ACTIVITY: Please reproduce the mucosal melanoma text below between "Aberrations in the" and "for mucosal melanoma.", inclusive, substituting "TKI" for each occurrence of "tyrosine kinase inhibitor".

EXCERPTED TEXT:
------------------------

Regarding surgical margins, the aim of surgery should be complete resection with clear margins. An analysis of a large database of 1874 patients with SNMM found that complete surgical resection with negative margins significantly improves patient prognosis.3 Several other studies showed associations of positive surgical margins with a higher rate of distant metastases, decreased survival measures, and a significantly higher risk of death compared to patients with negative surgical margins.43–45 Thus, surgeons should consider the complex anatomy of the sinonasal cavity, the proximity of the tumor to vital structures, and the pattern of locally-advanced disease (eg orbital invasion, dural invasion, or brain invasion). It is unclear whether radical surgery, which often comes at the cost of significant cosmetic and functional impairments, is justified. Surgical excision as a single-modality therapy should be reserved for patients with small tumors, localized disease, and negative marigns.46

SNMM does not tend to spread to lymph nodes and throughout nerves.3,46,47 Reported rates of regional lymph node metastasis in SNMM are 8–11%.3,48,49 Patients who present with positive lymph nodes require therapeutic neck dissection. Those with regional spread do not have worse outcomes than those without regional spread.3,48 Due to the low rate of regional spread and the lack of effect on survival, elective neck dissection is not recommended.48


The role of chemotherapy is minor compared to the biological and immunological systemic therapies. For example, dacarbazine-based chemotherapy was previously the preferred option for treating patients with metastatic mucosal melanoma.50 However, the lack of association of chemotherapy alone with improved overall survival eventually led to its discontinuation as the standard of care.51

Currently, chemotherapy is used as an adjuvant systemic therapy in combination with other immunotherapeutic and biological drugs after surgical resection in mucosal melanoma.52 Chemotherapeutic drugs, such as dacarbazine, are being used in conjunction with MEK, PD-1, and CTLA-4 inhibitors (see below), as well as with biochemotherapeutic drugs, like interleukin-2 and interferon alfa-2b.53 Most of these combinatorial treatments have yielded disappointing results, with no significant impact on overall survival. Due to the rarity of mucosal melanoma and the stringency with which the benefit of the treatment is determined, chemotherapy is unlikely to be further developed as a monotherapeutic regimen.54

In a Phase II biochemotherapy (BCT) trial, patients were treated with cisplatin, vinblastine, and dacarbazine (CVD) as monotherapies or in conjunction with interleukin-2 and interferon alfa-2b (BCT).55,56 Though BCT showed a higher response rate than CVD, 19.5% vs 13.8% (P=0.140), patients experienced a toxicity of grade 3 or higher. Despite promising results in phase II trials, overall survival rates did not improve in Phase III trials.57 High-dose interferon, which is often used as an adjuvant therapy, or BCT, consisting of CVD, interleukin-2, and granulocyte colony-stimulating factor, were administered to high-risk patients with melanoma in an intergroup phase III trial (S0008). Among the patients receiving BCT, relapse-free survival, but not overall survival improved.58 Hence, BCT provides an alternate approach to treatment. Its primary advantage is the short duration of the treatment, whereas its main caveat is high toxicity. Comparing adjuvant therapies after the resection of mucosal melanoma, temozolomide-based chemotherapy demonstrated better relapse-free survival than did high-dose interferon. A combination of temozolomide with cisplatin is a superior systemic option and may result in better survival rates.59

Biological Therapy

Aberrations in the KIT gene are highly prevalent in SNMM. This provides an opportunity for systemic therapy by using selective KIT inhibitors. In a phase II trial, the tyrosine kinase inhibitor, imatinib mesylate, showed significant effects in patients with the K642E KIT gene mutation.26 The use of imatinib resulted in control of the disease by 77%, as well as a 54% tumor response rate against the development of an advanced stage of the disease with c-KIT mutations.60 Another tyrosine kinase inhibitor, dasatanib, showed promising results in clinical trials that investigated the most common L576P KIT gene mutation in mucosal melanomas.61 The selective inhibition of various KIT alterations provides an attractive opportunity for developing adjuvant therapies for mucosal melanoma.

------------------------

RECORDS SHOWN:
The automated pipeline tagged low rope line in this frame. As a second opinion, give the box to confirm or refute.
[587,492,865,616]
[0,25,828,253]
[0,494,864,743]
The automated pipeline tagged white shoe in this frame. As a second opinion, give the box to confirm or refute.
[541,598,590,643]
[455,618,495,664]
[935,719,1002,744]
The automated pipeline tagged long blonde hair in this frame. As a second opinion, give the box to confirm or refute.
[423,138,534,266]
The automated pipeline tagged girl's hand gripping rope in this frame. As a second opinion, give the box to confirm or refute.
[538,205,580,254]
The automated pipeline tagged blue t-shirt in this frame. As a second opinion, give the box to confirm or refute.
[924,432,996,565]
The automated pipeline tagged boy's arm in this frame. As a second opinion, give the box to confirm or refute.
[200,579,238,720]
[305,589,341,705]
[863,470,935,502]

------------------------

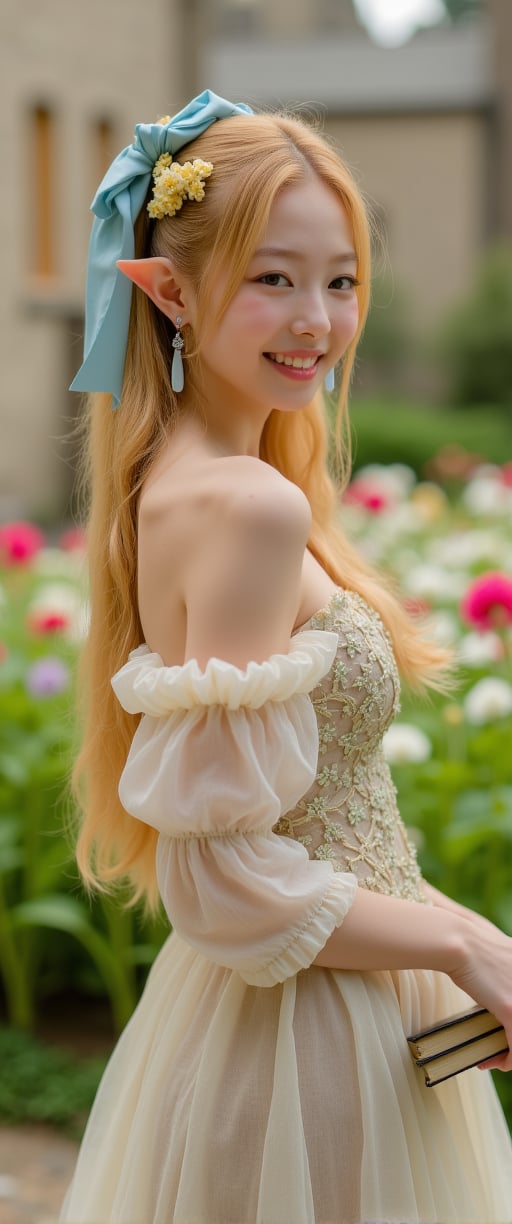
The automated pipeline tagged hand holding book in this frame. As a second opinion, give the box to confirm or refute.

------------------------

EXERCISE OUTPUT:
Aberrations in the KIT gene are highly prevalent in SNMM. This provides an opportunity for systemic therapy by using selective KIT inhibitors. In a phase II trial, the TKI, imatinib mesylate, showed significant effects in patients with the K642E KIT gene mutation.26 The use of imatinib resulted in control of the disease by 77%, as well as a 54% tumor response rate against the development of an advanced stage of the disease with c-KIT mutations.60 Another TKI, dasatanib, showed promising results in clinical trials that investigated the most common L576P KIT gene mutation in mucosal melanomas.61 The selective inhibition of various KIT alterations provides an attractive opportunity for developing adjuvant therapies for mucosal melanoma.